* EXERCISE INSTRUCTIONS
Count the lines in the items below that contain the string "shadow". Reply with the number alone.

........

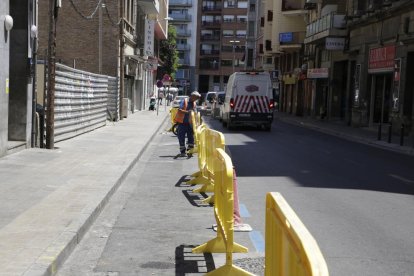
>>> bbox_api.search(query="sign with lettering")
[325,37,345,51]
[279,32,293,43]
[368,45,395,71]
[307,68,329,79]
[144,19,154,57]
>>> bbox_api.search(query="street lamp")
[229,40,240,73]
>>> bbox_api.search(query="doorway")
[372,74,392,123]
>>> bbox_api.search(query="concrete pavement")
[0,106,414,276]
[0,107,169,276]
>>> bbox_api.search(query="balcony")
[279,32,306,51]
[177,29,191,37]
[201,34,220,42]
[202,5,223,14]
[201,20,221,28]
[282,0,308,16]
[170,13,191,23]
[200,50,220,56]
[304,12,347,44]
[178,58,190,66]
[176,44,191,51]
[168,0,193,8]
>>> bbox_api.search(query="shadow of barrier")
[187,124,225,203]
[192,149,253,276]
[175,245,215,276]
[265,192,329,276]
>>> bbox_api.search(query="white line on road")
[389,174,414,183]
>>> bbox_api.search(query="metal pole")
[98,3,104,74]
[46,0,56,149]
[31,37,40,148]
[119,0,124,120]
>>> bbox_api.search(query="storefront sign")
[325,37,345,51]
[392,58,401,112]
[368,45,395,73]
[307,68,329,79]
[144,19,154,57]
[283,74,296,84]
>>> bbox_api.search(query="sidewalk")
[275,112,414,155]
[0,107,169,276]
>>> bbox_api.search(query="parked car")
[172,95,188,108]
[211,91,226,118]
[222,71,274,130]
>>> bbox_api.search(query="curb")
[277,117,414,156]
[23,112,169,276]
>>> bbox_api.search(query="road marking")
[239,204,251,218]
[389,174,414,183]
[249,231,265,253]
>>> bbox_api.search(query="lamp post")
[229,40,240,73]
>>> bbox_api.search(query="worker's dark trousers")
[178,124,194,153]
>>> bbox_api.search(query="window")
[267,10,273,22]
[237,1,247,9]
[223,30,234,37]
[223,15,234,23]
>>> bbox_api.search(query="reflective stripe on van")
[233,95,271,113]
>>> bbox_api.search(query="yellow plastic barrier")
[187,128,225,194]
[192,149,253,276]
[265,193,329,276]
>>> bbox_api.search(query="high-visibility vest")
[174,99,188,124]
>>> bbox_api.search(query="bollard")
[388,123,392,144]
[378,123,382,141]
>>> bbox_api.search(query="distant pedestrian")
[158,92,164,105]
[175,91,201,156]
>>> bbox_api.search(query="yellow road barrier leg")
[193,183,214,193]
[201,195,214,204]
[206,265,254,276]
[192,236,248,253]
[185,175,210,185]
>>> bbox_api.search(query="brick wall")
[39,0,119,76]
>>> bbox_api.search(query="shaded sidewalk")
[0,108,169,276]
[275,112,414,155]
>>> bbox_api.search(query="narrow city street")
[58,118,414,276]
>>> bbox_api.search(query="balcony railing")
[201,34,220,42]
[306,12,346,37]
[200,50,220,56]
[279,32,305,46]
[177,44,191,51]
[170,13,191,21]
[168,0,193,7]
[177,30,191,37]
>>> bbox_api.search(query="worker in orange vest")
[175,91,201,156]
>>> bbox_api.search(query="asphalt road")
[58,115,414,276]
[206,118,414,276]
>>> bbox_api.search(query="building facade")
[0,0,37,156]
[196,0,249,93]
[169,0,198,95]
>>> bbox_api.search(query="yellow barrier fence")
[187,128,225,194]
[265,193,329,276]
[192,149,253,276]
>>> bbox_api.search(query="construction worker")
[175,91,201,157]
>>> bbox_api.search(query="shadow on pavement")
[175,245,216,276]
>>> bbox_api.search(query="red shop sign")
[368,45,395,69]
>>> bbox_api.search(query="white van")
[221,71,274,130]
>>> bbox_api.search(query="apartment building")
[0,0,37,156]
[39,0,168,116]
[169,0,198,95]
[195,0,249,93]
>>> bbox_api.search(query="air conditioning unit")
[121,98,131,118]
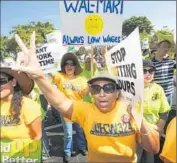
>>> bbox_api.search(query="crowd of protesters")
[0,30,176,163]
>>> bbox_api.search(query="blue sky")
[1,1,176,35]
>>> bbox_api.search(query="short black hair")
[157,40,172,47]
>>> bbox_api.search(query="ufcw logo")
[90,122,135,137]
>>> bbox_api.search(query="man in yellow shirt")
[52,53,88,162]
[14,33,159,163]
[137,60,171,163]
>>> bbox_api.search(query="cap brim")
[87,77,116,84]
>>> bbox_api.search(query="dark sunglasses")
[65,62,76,66]
[143,68,155,74]
[0,78,10,85]
[90,83,116,95]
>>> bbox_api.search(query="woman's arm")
[140,118,160,153]
[127,105,160,153]
[28,117,42,140]
[13,32,73,119]
[35,75,73,119]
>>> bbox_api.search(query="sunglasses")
[0,78,10,85]
[65,62,76,67]
[90,83,116,95]
[143,68,155,74]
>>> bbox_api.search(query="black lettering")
[120,48,126,61]
[131,63,137,79]
[131,82,135,96]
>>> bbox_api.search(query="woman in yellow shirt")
[52,53,88,162]
[0,60,42,140]
[137,60,171,163]
[14,33,159,163]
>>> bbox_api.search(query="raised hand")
[12,32,43,79]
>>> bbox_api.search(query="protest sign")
[59,0,123,45]
[0,139,42,163]
[46,30,62,46]
[141,38,149,50]
[105,28,144,125]
[36,43,66,74]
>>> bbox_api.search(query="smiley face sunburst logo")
[84,14,104,35]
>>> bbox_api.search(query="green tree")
[122,16,153,36]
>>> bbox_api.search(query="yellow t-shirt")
[0,97,41,140]
[160,117,176,163]
[53,72,88,100]
[144,83,171,125]
[71,101,138,163]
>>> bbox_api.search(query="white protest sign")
[36,43,66,74]
[141,38,149,50]
[105,28,144,125]
[173,29,176,44]
[46,30,62,46]
[59,0,123,45]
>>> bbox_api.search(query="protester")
[52,53,88,162]
[81,55,96,102]
[160,117,176,163]
[137,60,171,163]
[152,40,176,106]
[0,60,42,140]
[13,33,159,163]
[142,49,152,60]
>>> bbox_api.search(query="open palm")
[13,32,43,79]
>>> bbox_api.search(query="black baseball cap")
[143,60,155,69]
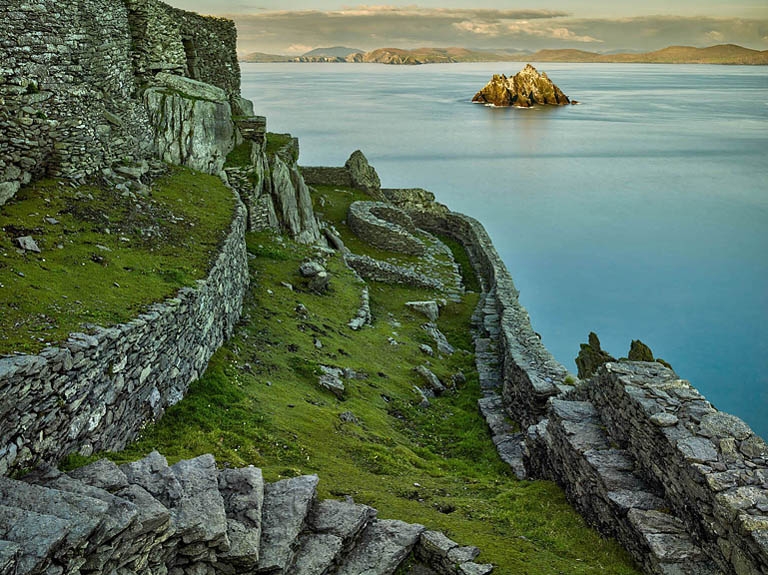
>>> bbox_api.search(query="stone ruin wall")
[384,190,768,575]
[301,166,353,188]
[0,198,249,475]
[0,0,240,205]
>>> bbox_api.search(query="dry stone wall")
[0,196,249,475]
[125,0,240,98]
[347,202,426,255]
[0,0,240,204]
[384,190,768,575]
[0,452,493,575]
[301,150,385,200]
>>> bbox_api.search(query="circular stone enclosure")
[347,201,426,256]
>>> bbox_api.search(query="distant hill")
[530,44,768,65]
[240,52,293,64]
[241,44,768,65]
[363,48,515,64]
[300,46,365,58]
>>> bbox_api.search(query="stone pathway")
[0,452,493,575]
[472,289,528,479]
[464,289,722,575]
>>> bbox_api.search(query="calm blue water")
[243,63,768,438]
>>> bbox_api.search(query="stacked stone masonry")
[0,198,249,475]
[0,0,240,204]
[384,190,768,575]
[347,202,426,255]
[0,452,492,575]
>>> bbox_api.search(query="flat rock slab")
[24,469,139,540]
[116,485,171,534]
[0,539,22,575]
[171,453,229,551]
[337,520,424,575]
[0,505,67,573]
[120,451,182,508]
[258,475,318,575]
[290,533,342,575]
[67,459,128,492]
[218,466,264,571]
[405,300,440,321]
[309,499,376,550]
[155,72,227,102]
[0,477,109,548]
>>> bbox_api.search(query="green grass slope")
[0,168,234,354]
[67,188,638,575]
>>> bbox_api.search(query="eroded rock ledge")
[0,452,493,575]
[472,64,575,108]
[389,187,768,575]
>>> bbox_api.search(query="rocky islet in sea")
[472,64,578,108]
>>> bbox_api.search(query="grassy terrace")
[67,189,638,575]
[0,168,234,353]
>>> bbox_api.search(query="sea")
[242,62,768,438]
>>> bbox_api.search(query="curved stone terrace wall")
[347,202,426,256]
[385,190,768,575]
[0,194,249,475]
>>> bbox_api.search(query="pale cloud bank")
[190,5,768,54]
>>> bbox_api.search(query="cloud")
[230,5,768,54]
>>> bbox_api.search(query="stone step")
[0,505,68,575]
[171,454,230,551]
[336,519,424,575]
[628,509,720,575]
[477,395,514,436]
[24,467,140,573]
[67,459,128,493]
[258,475,318,573]
[548,399,720,575]
[120,451,229,555]
[493,433,528,479]
[24,467,139,540]
[288,533,342,575]
[308,499,376,553]
[218,466,264,572]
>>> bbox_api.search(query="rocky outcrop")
[0,191,250,474]
[344,150,381,197]
[265,154,320,243]
[225,122,323,244]
[0,452,492,575]
[0,0,240,205]
[302,150,385,200]
[472,64,571,108]
[575,331,616,378]
[390,192,768,575]
[144,73,235,174]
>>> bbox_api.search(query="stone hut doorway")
[181,38,200,80]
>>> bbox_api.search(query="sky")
[166,0,768,55]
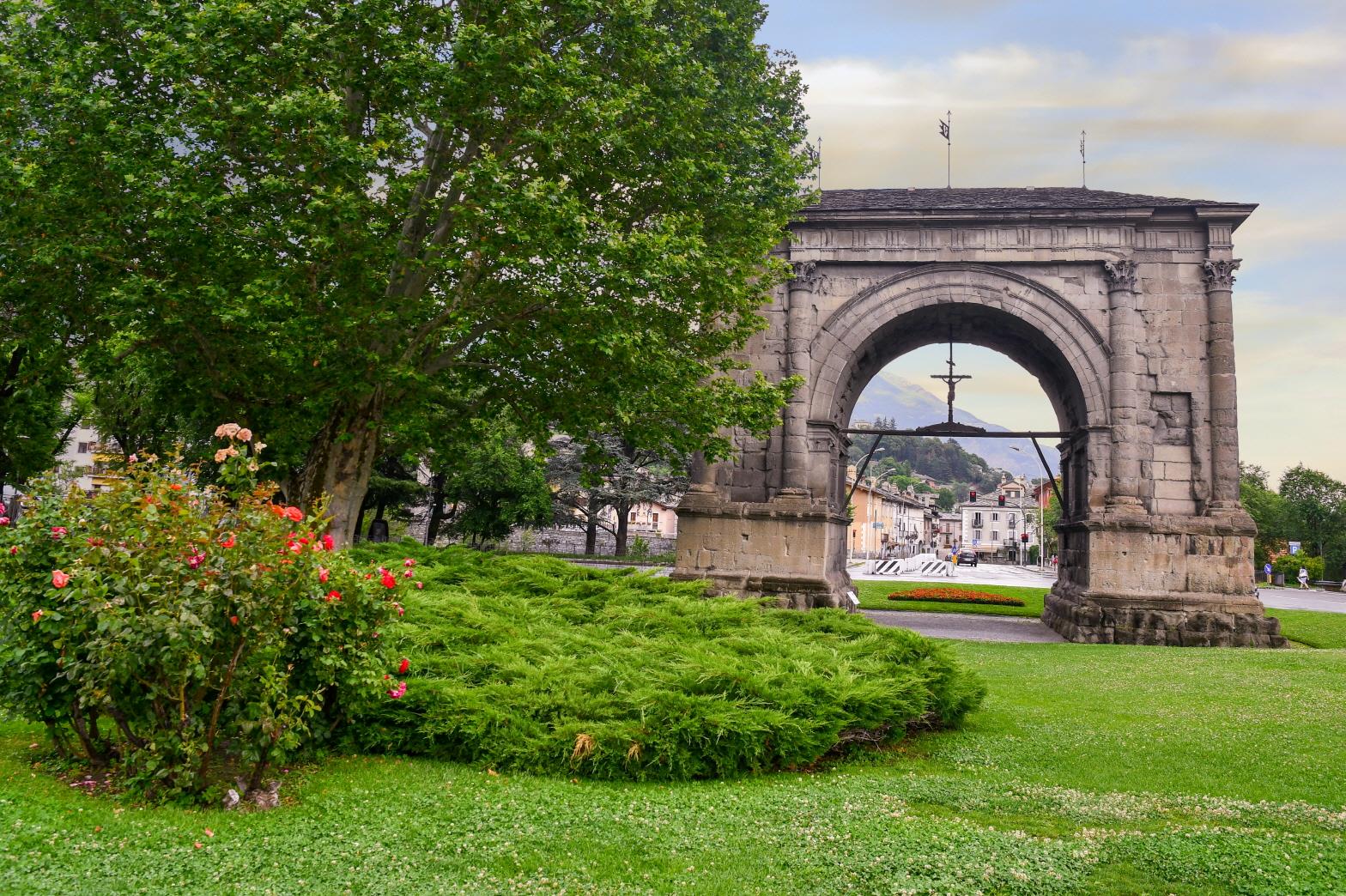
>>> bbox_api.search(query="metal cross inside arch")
[930,325,972,422]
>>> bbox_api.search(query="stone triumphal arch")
[675,188,1284,645]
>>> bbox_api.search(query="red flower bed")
[888,588,1024,607]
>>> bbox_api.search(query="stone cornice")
[1102,260,1136,292]
[790,261,822,291]
[1201,258,1242,289]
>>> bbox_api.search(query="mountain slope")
[851,372,1059,476]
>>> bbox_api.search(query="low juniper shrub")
[344,543,985,780]
[0,424,410,801]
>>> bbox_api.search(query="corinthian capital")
[1201,258,1241,289]
[1102,261,1136,292]
[790,261,822,289]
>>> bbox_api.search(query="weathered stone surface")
[675,190,1284,645]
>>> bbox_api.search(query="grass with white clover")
[0,548,1346,894]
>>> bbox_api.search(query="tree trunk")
[296,391,384,548]
[355,498,365,541]
[585,495,603,557]
[425,474,444,545]
[612,502,631,557]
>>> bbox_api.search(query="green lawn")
[0,634,1346,894]
[1266,607,1346,650]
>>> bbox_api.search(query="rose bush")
[0,427,412,798]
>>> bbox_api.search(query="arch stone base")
[671,486,851,609]
[1042,517,1287,647]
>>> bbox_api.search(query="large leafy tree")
[1239,464,1289,562]
[547,433,688,557]
[1280,464,1346,557]
[0,0,809,536]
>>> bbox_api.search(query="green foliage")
[0,342,80,486]
[1280,465,1346,578]
[1270,552,1325,585]
[0,0,812,541]
[0,642,1346,896]
[436,420,552,545]
[342,548,984,780]
[1239,464,1288,571]
[0,433,400,798]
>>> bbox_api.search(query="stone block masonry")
[675,188,1284,647]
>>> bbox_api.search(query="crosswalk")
[867,554,953,577]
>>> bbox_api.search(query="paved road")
[849,564,1057,588]
[1261,588,1346,614]
[860,609,1066,645]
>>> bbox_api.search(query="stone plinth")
[670,488,851,609]
[1042,514,1285,647]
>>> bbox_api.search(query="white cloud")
[801,23,1346,476]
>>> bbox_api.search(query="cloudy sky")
[761,0,1346,479]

........

* TASK OUTPUT
2